■ **Set problem**: Output the lines from the start of the records through the line containing "POLYGON ((125 88, 126" as a Markdown table with the columns Row and Text, skipping blank lines and omitting the pictures.

Data for the task start

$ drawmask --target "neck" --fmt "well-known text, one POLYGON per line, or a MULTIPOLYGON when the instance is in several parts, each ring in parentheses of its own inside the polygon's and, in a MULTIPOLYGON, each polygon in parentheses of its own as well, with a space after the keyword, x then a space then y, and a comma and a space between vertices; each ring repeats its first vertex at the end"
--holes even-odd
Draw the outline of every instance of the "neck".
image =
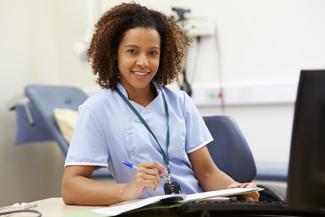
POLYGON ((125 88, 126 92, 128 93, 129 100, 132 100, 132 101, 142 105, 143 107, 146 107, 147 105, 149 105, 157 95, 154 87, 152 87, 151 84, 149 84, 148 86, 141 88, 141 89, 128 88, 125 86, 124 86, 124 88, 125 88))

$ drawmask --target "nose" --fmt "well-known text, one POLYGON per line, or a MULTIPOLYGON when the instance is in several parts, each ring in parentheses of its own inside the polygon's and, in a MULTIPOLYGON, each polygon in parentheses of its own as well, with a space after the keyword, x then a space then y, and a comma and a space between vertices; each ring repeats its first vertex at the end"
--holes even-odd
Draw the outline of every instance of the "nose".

Data for the task end

■ **The completed task**:
| Row | Text |
|---|---|
| 1 | $ drawmask --target "neck" --fmt "well-known text, one POLYGON per line, or a MULTIPOLYGON when the instance is in several parts, each ring in parentheses of its own inside the polygon's and, in a MULTIPOLYGON, each polygon in parentheses of its own as well, with a space after the keyword, x then a space then y, and a comma and a space between vertices; each ring repeats its first vertex at the end" |
| 2 | --holes even-odd |
| 3 | Draw the outline of every instance of the "neck". |
| 4 | image = |
| 5 | POLYGON ((125 88, 126 92, 128 93, 129 100, 132 100, 132 101, 142 105, 143 107, 146 107, 147 105, 149 105, 157 95, 154 87, 152 87, 151 84, 149 84, 148 86, 141 88, 141 89, 128 88, 125 86, 124 86, 124 88, 125 88)) |